BEGIN ENTRIES SUPPLIED
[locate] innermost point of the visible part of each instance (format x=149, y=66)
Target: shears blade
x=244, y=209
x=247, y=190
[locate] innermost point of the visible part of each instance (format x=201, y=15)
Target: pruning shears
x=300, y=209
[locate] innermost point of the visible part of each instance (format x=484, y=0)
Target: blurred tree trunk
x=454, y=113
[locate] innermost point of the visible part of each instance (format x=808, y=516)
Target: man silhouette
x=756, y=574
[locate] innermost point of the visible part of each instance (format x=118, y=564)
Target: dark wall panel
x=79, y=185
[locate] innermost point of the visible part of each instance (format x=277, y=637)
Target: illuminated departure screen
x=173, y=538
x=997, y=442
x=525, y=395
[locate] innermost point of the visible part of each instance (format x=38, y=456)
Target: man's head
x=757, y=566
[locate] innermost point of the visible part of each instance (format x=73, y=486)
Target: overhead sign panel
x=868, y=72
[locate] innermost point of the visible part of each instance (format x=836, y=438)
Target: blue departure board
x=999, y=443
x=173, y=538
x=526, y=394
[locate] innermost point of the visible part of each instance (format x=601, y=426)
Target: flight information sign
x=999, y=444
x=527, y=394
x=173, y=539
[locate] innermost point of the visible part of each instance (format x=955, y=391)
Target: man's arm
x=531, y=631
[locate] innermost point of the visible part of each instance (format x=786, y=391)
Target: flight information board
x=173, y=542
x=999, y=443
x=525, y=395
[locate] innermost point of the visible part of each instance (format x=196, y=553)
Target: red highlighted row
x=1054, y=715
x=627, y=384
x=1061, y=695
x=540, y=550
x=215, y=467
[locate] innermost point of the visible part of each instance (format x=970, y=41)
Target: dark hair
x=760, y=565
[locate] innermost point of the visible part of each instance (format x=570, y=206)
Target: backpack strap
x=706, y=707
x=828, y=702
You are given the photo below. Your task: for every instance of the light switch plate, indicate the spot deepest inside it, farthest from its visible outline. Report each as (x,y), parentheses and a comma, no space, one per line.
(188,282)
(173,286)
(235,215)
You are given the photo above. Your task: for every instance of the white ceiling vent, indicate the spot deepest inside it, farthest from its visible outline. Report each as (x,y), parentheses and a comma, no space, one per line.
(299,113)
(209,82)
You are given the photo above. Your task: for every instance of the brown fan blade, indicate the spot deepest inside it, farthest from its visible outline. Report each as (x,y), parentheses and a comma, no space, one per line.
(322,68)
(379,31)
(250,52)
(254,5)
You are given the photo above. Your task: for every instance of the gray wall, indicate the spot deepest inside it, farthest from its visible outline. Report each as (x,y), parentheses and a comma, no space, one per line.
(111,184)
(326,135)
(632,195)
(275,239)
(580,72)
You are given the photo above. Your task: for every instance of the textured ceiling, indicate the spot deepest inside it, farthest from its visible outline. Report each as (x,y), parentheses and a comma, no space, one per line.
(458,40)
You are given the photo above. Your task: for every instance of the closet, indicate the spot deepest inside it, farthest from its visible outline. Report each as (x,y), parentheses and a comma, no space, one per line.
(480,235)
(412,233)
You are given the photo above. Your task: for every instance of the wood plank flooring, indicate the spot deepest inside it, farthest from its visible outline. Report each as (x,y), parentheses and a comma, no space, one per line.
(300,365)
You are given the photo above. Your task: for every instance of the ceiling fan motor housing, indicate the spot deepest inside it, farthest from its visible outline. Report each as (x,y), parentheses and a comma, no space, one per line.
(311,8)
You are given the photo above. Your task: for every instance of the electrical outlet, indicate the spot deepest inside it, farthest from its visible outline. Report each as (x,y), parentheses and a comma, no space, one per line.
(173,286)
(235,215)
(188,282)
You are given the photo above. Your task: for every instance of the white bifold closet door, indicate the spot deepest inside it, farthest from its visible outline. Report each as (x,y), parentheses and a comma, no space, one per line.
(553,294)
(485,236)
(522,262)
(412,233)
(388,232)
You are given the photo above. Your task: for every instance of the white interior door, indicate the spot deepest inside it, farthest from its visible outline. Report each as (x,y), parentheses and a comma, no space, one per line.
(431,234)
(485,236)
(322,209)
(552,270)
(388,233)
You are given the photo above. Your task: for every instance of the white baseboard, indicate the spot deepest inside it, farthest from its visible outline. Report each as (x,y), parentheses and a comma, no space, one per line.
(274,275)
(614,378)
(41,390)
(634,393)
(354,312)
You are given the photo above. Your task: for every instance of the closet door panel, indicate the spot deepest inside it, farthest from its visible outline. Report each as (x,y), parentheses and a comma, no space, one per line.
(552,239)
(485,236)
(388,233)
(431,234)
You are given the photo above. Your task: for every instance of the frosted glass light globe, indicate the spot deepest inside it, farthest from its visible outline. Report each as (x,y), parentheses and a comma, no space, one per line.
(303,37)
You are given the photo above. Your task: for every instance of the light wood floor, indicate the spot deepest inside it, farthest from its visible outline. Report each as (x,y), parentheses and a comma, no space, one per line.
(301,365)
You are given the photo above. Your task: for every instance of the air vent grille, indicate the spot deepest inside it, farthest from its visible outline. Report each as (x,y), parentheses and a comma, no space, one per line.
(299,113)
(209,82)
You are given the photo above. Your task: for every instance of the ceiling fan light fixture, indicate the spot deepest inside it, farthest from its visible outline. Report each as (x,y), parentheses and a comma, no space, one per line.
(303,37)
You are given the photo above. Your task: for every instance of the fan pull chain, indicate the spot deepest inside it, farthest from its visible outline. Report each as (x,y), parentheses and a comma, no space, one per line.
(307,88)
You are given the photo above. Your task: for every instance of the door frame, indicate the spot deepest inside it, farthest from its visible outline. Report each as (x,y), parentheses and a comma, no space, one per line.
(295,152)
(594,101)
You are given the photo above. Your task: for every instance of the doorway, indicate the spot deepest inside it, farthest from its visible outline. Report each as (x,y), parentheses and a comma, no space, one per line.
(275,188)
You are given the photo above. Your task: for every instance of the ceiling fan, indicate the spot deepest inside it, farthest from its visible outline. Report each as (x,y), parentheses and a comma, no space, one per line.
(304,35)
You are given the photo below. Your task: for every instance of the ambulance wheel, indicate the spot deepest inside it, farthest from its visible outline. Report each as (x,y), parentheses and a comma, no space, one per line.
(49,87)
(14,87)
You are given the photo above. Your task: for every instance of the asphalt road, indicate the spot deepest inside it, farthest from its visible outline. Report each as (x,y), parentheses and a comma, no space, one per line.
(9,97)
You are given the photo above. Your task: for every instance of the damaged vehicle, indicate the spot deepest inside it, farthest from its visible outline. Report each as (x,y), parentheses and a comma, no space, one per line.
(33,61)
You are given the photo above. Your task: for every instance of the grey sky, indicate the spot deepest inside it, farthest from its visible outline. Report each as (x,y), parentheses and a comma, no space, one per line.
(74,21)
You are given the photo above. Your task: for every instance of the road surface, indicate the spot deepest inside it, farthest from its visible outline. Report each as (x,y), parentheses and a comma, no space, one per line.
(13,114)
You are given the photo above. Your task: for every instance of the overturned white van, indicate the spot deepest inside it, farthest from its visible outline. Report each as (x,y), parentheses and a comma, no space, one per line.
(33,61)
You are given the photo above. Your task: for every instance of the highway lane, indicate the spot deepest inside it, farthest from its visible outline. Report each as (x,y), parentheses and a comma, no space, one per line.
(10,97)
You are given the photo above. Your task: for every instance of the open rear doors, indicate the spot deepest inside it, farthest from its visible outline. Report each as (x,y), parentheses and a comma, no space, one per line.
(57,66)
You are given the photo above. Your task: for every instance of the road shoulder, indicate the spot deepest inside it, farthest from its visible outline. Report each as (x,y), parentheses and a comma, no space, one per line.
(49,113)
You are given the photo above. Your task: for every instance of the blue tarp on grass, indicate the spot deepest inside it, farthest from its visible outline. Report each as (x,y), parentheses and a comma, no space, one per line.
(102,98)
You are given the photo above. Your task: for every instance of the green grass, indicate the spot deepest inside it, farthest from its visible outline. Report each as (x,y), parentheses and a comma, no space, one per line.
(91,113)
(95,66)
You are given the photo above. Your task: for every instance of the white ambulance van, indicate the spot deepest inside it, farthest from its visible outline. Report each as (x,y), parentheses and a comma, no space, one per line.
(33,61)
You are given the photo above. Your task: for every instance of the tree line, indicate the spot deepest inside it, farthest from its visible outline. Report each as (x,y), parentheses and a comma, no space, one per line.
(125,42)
END ENTRIES SUPPLIED
TASK TO COMPLETE:
Everything from the first line of the records above through the line containing "(format x=601, y=426)" should be restated word for word; leave out all other lines.

OUTPUT BELOW:
[locate] innermost point of the visible part of each instance (format x=149, y=66)
Target: shears blade
x=244, y=209
x=247, y=190
[locate] innermost point of the visible part of each instance (format x=201, y=15)
Target: pruning shears
x=300, y=209
[locate] innermost point of the visible part of each instance (format x=484, y=0)
Target: blurred tree trunk
x=454, y=113
[locate] innermost point of the visible part of each instance (format x=808, y=516)
Target: man silhouette
x=756, y=574
[locate] innermost point of the visible part of each instance (format x=118, y=564)
Target: dark wall panel
x=79, y=185
[locate] innermost point of the visible part of each instance (format x=277, y=637)
Target: illuminated departure screen
x=173, y=538
x=997, y=442
x=525, y=395
[locate] innermost point of the visible part of each instance (format x=38, y=456)
Target: man's head
x=757, y=566
[locate] innermost point of the visible part of each instance (format x=73, y=486)
Target: overhead sign panel
x=868, y=72
[locate] innermost point of the visible part of each instance (format x=836, y=438)
Target: blue departure board
x=999, y=443
x=173, y=538
x=526, y=394
[locate] innermost point of the visible part of each instance (format x=601, y=426)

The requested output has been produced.